• **What needs to be done**
Rewrite the lines of the listing below as a numbered list, skipping any blank lines and leaving out the pictures.

• **Records for this exercise**
+---+

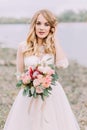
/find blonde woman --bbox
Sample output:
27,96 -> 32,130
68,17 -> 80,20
4,10 -> 80,130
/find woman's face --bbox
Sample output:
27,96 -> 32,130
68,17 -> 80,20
35,14 -> 51,39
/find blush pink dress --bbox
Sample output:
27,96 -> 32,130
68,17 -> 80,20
4,54 -> 80,130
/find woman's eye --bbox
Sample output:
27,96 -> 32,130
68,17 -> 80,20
45,23 -> 50,26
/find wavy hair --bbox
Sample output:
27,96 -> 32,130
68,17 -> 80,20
24,10 -> 57,55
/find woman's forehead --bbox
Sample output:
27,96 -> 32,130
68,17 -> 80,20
37,14 -> 48,22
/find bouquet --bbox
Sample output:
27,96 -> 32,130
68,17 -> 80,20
16,59 -> 58,100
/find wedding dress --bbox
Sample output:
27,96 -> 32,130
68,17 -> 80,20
4,54 -> 80,130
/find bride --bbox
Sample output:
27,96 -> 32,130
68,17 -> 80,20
4,10 -> 80,130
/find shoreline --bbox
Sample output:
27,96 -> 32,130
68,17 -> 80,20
0,48 -> 87,130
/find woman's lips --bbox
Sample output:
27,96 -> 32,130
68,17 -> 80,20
39,32 -> 45,35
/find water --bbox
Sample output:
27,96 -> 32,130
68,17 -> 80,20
0,23 -> 87,66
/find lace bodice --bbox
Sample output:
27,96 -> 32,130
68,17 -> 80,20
24,54 -> 69,68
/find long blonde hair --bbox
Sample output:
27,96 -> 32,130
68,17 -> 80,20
24,10 -> 57,55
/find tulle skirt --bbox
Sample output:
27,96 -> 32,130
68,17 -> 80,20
4,82 -> 80,130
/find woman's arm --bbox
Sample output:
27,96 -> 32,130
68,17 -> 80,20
16,43 -> 24,79
55,40 -> 69,68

+---+

• **Output of the task**
1. /find blonde woman --bbox
2. Sample output:
3. 27,96 -> 32,130
4. 68,17 -> 80,20
5. 4,10 -> 80,130
6. /find woman's face --bbox
7. Sample output:
8. 27,96 -> 32,130
9. 68,17 -> 80,20
10. 35,14 -> 51,39
11. /find blush pink dress --bbox
12. Sample output:
13. 27,96 -> 32,130
14. 68,17 -> 80,20
15. 4,54 -> 80,130
16. /find woman's eye --bbox
17. Sample output:
18. 27,96 -> 32,130
19. 68,17 -> 80,20
20. 45,23 -> 50,26
21. /find wavy hair --bbox
22. Sample output:
23. 27,96 -> 32,130
24. 68,17 -> 80,20
25. 24,10 -> 57,55
26. /find woman's forehead --bbox
27. Sample output:
28. 27,96 -> 32,130
29. 68,17 -> 80,20
30. 37,14 -> 48,22
31. /find bouquet --bbox
32. Sample output:
33. 27,96 -> 32,130
34. 68,17 -> 80,20
35. 16,59 -> 58,100
36. /find wedding dress --bbox
37. Sample output:
38. 27,96 -> 32,130
39. 68,17 -> 80,20
40. 4,54 -> 80,130
41. /find bride --bbox
42. Sample output:
43. 27,96 -> 32,130
44. 68,17 -> 80,20
45. 4,10 -> 80,130
46. /find shoreline --bbox
47. Sample output:
48. 27,96 -> 32,130
49. 68,17 -> 80,20
50. 0,48 -> 87,130
51. /find woman's lips --bbox
52. Sample output:
53. 27,96 -> 32,130
54. 68,17 -> 80,20
55. 39,32 -> 45,35
56. /find water --bbox
57. Sample output:
58. 27,96 -> 32,130
59. 68,17 -> 80,20
60. 0,23 -> 87,66
61. /find lace bodice --bbox
62. Sample output:
63. 27,96 -> 32,130
64. 68,17 -> 80,20
65. 24,54 -> 69,68
66. /find long blonde hair --bbox
67. Sample output:
68. 27,96 -> 32,130
69. 68,17 -> 80,20
70. 24,10 -> 57,55
71. /find tulle skirt --bbox
72. Sample output:
73. 27,96 -> 32,130
74. 68,17 -> 80,20
75. 4,82 -> 80,130
76. /find woman's arm --bbox
77. Sample output:
78. 27,96 -> 32,130
79. 68,17 -> 80,20
80. 16,43 -> 24,79
81. 55,40 -> 69,68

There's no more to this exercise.